* A fazer
Informe quantas linhas abaixo contêm a palavra "jersey", considerando a diferença entre maiúsculas e minúsculas. Responda apenas com o número.

┏━━

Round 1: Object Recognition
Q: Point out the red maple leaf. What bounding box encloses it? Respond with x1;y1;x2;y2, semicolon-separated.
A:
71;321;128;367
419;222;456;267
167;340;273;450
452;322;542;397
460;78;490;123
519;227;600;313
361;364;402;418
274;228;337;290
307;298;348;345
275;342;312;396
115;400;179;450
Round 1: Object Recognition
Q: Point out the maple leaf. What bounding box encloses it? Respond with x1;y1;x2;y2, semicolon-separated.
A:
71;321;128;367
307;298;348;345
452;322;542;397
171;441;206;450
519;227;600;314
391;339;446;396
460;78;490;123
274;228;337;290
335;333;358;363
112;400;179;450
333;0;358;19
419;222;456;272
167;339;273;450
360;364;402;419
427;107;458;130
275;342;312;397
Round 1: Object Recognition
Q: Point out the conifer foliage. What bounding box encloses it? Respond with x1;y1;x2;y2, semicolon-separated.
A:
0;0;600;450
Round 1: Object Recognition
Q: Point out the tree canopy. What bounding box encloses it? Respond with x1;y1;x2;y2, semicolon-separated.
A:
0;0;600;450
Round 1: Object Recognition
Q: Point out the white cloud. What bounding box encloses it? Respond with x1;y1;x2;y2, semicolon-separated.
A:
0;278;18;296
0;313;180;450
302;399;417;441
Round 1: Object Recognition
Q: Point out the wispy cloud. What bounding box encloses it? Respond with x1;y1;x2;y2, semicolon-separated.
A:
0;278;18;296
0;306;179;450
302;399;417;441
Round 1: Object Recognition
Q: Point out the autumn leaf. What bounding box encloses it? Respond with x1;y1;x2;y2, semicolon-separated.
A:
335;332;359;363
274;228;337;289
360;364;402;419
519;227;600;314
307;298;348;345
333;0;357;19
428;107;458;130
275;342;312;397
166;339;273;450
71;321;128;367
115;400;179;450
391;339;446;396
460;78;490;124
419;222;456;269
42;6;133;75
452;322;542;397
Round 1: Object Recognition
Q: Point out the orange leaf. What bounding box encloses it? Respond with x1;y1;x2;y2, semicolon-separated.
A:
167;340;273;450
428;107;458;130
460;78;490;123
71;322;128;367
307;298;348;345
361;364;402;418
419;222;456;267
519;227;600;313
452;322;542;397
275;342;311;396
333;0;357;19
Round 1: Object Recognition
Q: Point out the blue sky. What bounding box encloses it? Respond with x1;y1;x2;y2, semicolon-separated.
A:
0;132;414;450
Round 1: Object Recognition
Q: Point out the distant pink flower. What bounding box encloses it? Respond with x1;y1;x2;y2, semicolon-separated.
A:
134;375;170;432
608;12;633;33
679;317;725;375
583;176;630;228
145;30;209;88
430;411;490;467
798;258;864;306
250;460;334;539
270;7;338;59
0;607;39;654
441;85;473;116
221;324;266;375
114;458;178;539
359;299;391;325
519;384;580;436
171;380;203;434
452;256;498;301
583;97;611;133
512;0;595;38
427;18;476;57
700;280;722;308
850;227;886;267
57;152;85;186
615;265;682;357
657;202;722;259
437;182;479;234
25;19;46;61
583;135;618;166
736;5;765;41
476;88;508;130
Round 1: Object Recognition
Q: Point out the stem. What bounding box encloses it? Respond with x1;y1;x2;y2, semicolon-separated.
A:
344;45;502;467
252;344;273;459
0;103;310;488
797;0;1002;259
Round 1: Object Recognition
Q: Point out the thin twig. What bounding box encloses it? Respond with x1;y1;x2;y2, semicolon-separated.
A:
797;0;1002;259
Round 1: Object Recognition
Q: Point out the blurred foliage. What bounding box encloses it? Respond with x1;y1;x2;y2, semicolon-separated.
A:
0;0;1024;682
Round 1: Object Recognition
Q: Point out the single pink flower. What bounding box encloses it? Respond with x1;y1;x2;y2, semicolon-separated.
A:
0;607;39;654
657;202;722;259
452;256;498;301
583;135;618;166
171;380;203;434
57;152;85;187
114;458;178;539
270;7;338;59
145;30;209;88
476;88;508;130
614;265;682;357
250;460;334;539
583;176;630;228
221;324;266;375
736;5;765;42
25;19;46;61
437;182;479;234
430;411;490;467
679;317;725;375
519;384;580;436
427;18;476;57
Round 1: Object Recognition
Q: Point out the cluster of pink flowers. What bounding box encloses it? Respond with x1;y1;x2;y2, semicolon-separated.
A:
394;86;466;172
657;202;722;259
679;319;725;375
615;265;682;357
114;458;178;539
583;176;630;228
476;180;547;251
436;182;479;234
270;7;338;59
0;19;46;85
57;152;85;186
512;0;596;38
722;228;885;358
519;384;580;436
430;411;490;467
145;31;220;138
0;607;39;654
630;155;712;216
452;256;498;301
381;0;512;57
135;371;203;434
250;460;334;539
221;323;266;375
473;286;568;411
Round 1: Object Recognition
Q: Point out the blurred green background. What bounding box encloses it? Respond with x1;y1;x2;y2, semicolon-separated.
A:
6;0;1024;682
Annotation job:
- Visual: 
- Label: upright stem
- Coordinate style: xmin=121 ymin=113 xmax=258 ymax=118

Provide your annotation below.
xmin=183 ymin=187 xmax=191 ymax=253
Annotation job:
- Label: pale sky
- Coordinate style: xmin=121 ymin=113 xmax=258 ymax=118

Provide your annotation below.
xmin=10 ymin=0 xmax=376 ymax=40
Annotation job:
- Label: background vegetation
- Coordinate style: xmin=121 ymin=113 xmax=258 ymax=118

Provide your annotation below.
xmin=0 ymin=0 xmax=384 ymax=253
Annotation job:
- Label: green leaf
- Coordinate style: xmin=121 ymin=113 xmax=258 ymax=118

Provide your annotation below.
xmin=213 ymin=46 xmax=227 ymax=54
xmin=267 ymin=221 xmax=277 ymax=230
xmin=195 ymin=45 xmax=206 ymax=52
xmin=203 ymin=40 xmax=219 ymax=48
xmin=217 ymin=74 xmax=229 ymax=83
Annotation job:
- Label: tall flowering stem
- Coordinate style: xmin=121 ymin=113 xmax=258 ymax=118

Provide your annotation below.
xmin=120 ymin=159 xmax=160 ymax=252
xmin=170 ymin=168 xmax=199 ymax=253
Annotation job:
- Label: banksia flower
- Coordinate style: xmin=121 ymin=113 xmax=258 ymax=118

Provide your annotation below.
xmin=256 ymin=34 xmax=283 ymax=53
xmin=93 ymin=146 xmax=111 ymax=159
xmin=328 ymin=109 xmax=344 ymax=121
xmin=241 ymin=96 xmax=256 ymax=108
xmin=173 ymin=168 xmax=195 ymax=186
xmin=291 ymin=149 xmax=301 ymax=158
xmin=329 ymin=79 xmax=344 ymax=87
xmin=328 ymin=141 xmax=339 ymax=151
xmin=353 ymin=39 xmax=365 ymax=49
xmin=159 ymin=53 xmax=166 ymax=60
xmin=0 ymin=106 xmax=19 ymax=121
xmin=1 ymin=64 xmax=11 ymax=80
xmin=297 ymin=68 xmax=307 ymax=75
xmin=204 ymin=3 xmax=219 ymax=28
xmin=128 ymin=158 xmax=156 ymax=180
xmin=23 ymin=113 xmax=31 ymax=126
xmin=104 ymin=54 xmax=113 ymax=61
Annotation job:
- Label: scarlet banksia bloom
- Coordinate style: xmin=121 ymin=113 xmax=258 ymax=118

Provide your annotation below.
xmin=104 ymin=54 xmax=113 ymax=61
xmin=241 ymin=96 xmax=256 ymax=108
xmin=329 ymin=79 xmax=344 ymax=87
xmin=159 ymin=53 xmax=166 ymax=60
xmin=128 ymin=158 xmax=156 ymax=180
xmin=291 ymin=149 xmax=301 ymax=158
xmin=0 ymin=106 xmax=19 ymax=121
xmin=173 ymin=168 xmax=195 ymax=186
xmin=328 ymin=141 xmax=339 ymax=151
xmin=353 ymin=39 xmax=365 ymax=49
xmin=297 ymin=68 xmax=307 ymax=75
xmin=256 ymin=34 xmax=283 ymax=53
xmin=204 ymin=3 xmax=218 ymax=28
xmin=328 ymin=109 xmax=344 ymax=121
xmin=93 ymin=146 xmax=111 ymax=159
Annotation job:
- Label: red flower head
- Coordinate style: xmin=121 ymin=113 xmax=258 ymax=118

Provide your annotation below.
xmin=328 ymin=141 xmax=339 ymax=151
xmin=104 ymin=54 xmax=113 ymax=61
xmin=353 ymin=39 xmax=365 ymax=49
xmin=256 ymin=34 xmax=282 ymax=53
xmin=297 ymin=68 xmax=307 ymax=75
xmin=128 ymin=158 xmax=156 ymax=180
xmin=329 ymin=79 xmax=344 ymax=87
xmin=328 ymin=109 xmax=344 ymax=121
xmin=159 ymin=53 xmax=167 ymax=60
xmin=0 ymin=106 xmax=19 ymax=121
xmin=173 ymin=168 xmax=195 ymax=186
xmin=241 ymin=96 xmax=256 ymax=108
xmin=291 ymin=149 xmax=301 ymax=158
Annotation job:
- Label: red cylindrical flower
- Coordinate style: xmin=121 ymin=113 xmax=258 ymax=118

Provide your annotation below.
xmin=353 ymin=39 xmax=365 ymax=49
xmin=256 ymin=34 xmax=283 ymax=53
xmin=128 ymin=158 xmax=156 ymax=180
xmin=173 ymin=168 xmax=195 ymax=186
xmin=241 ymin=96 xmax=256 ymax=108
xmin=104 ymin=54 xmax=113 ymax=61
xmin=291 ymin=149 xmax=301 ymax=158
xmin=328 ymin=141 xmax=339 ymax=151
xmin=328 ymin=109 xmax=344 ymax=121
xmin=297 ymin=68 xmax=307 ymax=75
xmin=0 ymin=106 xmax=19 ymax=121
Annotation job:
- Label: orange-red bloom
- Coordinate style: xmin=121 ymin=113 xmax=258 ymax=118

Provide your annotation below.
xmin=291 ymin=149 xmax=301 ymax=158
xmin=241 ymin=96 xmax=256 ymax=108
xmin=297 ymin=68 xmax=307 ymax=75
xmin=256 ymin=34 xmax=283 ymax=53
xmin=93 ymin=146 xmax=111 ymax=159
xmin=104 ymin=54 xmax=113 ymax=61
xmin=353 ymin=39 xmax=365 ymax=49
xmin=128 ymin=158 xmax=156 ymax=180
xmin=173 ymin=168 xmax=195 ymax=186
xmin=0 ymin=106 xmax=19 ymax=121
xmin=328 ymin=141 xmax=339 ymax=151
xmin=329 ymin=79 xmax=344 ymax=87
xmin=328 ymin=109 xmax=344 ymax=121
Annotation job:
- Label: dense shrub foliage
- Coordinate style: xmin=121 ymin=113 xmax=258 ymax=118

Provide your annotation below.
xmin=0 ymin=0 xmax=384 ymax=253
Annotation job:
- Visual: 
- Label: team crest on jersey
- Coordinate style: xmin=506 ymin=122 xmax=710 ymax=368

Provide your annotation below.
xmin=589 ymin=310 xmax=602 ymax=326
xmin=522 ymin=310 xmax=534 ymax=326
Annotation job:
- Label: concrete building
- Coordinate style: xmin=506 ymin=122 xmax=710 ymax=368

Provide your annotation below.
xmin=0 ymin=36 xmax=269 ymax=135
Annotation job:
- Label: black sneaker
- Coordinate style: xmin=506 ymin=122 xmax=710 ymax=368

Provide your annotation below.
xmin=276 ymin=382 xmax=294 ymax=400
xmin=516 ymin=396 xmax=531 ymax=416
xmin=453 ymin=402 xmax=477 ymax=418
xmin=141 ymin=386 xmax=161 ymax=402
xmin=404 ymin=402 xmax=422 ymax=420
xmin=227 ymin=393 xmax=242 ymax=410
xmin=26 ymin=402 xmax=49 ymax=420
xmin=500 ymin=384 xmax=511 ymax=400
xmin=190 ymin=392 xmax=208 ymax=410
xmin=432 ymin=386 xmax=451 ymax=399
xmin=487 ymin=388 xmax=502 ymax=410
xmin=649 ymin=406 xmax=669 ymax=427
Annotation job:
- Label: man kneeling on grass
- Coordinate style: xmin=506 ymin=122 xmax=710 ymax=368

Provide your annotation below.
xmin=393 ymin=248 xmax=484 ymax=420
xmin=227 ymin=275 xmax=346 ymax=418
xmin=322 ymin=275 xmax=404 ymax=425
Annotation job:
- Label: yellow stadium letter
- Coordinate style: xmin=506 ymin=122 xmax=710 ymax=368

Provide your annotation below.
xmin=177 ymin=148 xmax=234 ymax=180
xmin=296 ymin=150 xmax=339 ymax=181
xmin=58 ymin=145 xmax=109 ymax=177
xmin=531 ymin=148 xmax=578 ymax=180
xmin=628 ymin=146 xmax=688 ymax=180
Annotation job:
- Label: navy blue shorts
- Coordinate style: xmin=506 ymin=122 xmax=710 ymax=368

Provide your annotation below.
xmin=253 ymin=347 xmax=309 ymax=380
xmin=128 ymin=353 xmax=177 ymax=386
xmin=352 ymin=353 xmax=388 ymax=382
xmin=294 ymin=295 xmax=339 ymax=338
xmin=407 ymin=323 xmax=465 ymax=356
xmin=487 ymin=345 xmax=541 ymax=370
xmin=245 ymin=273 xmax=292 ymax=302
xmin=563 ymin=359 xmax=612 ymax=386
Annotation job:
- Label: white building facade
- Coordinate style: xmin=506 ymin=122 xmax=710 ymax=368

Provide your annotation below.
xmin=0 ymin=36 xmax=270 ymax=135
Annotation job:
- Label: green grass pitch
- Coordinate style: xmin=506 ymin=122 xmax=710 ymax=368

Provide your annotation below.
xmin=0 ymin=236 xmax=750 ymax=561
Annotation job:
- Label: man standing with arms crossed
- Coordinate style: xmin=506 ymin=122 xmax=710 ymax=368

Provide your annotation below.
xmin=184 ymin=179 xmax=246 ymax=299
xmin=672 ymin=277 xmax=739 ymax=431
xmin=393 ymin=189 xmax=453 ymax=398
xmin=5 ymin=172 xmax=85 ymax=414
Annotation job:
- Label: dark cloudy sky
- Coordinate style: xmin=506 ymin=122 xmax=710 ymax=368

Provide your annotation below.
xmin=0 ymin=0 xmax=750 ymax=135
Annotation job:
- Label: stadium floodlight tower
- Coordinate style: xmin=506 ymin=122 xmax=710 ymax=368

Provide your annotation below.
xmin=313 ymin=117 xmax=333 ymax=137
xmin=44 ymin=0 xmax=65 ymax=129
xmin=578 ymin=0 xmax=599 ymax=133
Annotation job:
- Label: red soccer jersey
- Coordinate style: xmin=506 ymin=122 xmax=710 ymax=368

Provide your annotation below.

┗━━

* Resposta do exercício
2